→ **Task to carry out**:
Recast every line of the records below as a JSON list of strings, one string per line, with blank lines left out.

** BEGIN **

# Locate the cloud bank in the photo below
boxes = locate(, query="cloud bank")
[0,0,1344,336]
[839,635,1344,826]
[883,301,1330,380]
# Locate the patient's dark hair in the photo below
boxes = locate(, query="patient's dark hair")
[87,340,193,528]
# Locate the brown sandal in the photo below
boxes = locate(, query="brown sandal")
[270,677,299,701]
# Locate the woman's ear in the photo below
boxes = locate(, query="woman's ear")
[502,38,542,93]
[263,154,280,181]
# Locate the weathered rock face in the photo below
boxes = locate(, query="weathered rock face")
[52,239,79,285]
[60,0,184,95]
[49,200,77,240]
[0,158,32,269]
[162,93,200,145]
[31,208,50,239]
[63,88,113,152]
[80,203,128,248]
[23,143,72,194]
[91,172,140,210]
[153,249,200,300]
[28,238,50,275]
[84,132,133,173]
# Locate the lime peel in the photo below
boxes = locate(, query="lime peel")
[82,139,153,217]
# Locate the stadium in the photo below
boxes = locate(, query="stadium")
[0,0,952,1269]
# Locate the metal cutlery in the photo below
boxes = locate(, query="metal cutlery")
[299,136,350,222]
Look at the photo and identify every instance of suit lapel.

** END **

→ **Answer to this exercise**:
[
  "# Locate the cloud bank in the photo below",
  "boxes = locate(, query=\"cloud bank\")",
  "[0,0,1344,336]",
  "[839,635,1344,826]",
  "[883,301,1330,380]",
  "# Locate the patient's dark hair in the photo below",
  "boxes = locate(, query=\"patient's dark hair\")",
  "[87,340,193,528]",
  "# Locate the brown sandal in the photo below",
  "boxes = locate(, query=\"brown sandal\")",
  "[270,677,299,701]",
  "# Locate the woman's ear in the photo below",
  "boxes = locate(, query=\"woman's ear\")",
  "[502,38,542,93]",
  "[263,154,280,181]",
  "# Locate the weathered rock face in the photo below",
  "boxes = locate(, query=\"weathered rock face\")",
  "[52,239,79,285]",
  "[60,0,184,95]",
  "[49,200,77,240]",
  "[0,158,32,269]",
  "[162,93,200,145]",
  "[31,208,50,239]",
  "[63,88,113,152]",
  "[80,203,128,248]",
  "[23,143,72,194]",
  "[91,172,140,210]",
  "[153,249,200,300]",
  "[28,238,50,275]",
  "[84,132,133,173]",
  "# Locate the lime peel in the photo below",
  "boxes = locate(, query=\"lime peel\")",
  "[82,139,153,217]",
  "# Locate the stadium in the photo below",
  "boxes = locate(, query=\"stadium\")",
  "[0,0,952,1269]",
  "# Locate the metal cutlery in the photo below",
  "boxes = locate(, query=\"metal cutlery\")",
  "[299,136,350,222]",
  "Look at the photo and identify every instance of suit lapel."
]